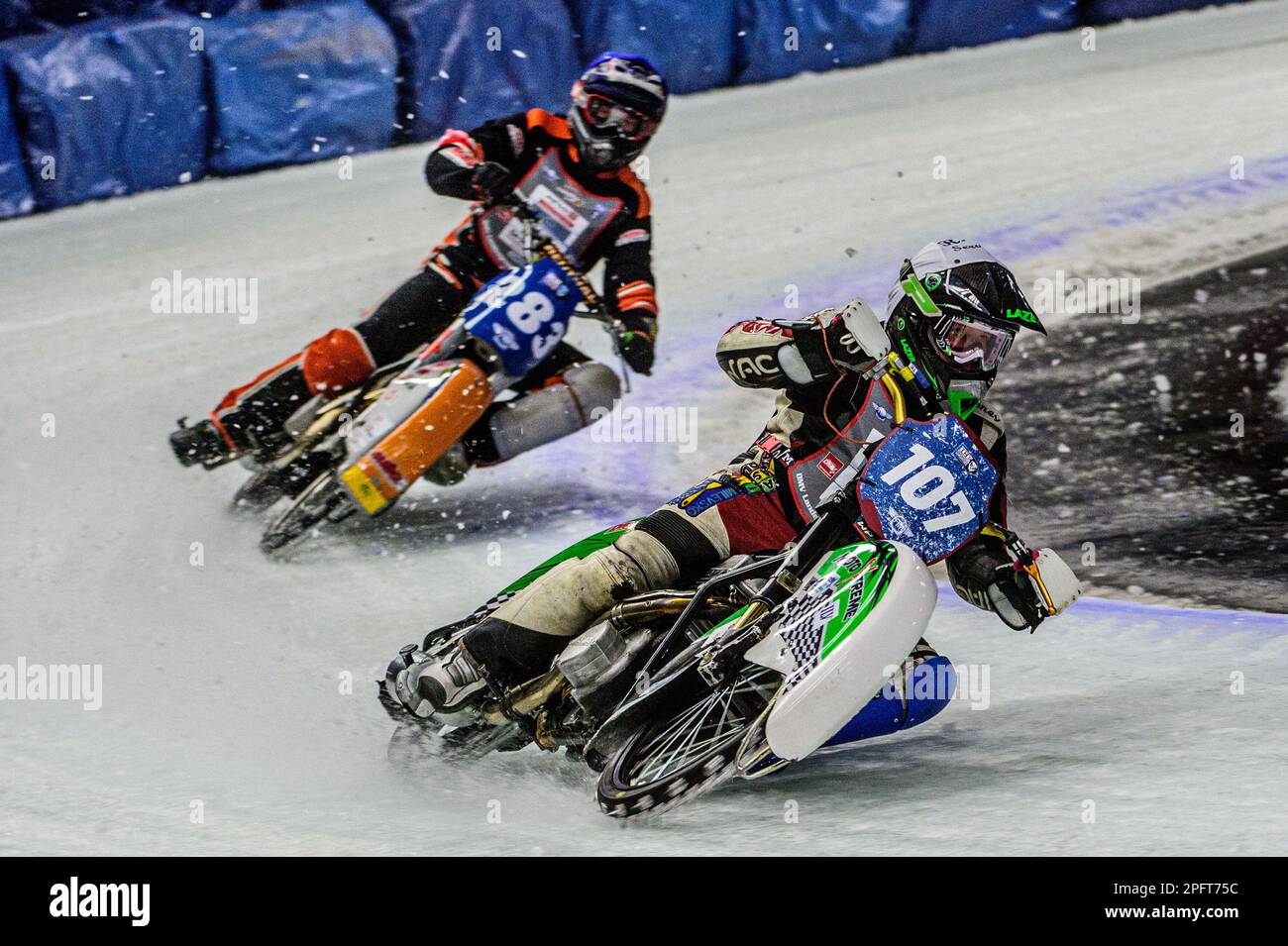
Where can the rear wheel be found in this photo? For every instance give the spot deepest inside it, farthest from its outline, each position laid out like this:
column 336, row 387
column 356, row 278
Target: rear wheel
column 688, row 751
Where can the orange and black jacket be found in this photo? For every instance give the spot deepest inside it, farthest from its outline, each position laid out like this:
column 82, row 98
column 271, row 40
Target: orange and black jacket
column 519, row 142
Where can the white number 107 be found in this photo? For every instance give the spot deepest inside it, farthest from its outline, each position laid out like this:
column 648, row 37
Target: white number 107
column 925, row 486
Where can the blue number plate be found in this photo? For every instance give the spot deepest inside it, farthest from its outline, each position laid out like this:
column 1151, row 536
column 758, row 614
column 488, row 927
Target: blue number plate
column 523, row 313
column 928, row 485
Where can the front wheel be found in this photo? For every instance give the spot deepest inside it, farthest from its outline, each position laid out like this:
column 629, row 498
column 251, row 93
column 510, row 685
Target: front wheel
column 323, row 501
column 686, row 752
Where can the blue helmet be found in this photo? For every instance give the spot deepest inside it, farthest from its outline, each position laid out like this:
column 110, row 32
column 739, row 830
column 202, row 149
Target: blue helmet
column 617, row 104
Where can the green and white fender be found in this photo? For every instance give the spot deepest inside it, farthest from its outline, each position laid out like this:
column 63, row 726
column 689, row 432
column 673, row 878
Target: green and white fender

....

◆ **What you need to do**
Copy the material above word for word, leaving out the pictures.

◆ **Response**
Where can the rear wheel be found in this photo? For every instance give the spot deepest inside it, farthest from its outline, each position laid out like this:
column 336, row 387
column 356, row 278
Target: rear wheel
column 688, row 751
Where can the orange and black jacket be found in this photo? For every instance give the spot deepest inside it, farthest from its outline, each position laid out like this:
column 82, row 98
column 271, row 40
Target: orange and black jacket
column 519, row 142
Where can the white number 107 be found in this photo? For every instance give the spot deepest inside it, farthest from its outline, each position laid out like this:
column 648, row 37
Target: white number 107
column 925, row 486
Where can the blue number plate be found in this photo? For every instance give the spot deepest inside it, farthest from its outline, each position laid out like this:
column 1151, row 536
column 758, row 614
column 488, row 927
Target: blue number plate
column 523, row 313
column 928, row 485
Where can the front wheel be found in this photo? For every instance give the spot deepest inside it, farthest from its outline, each position laid out like this:
column 629, row 498
column 251, row 93
column 510, row 685
Target: front wheel
column 323, row 501
column 686, row 752
Where can the blue helmet be found in this photo? For every instance give the spot deepest inside it, farthest from its outline, each position laid out like this:
column 110, row 32
column 739, row 830
column 202, row 149
Target: blue helmet
column 617, row 104
Where can the green and white fender be found in this photo? For every instance give the spot deepest inside it, farthest from its outline, each position laid out like this:
column 63, row 726
column 689, row 432
column 673, row 878
Target: green and white fender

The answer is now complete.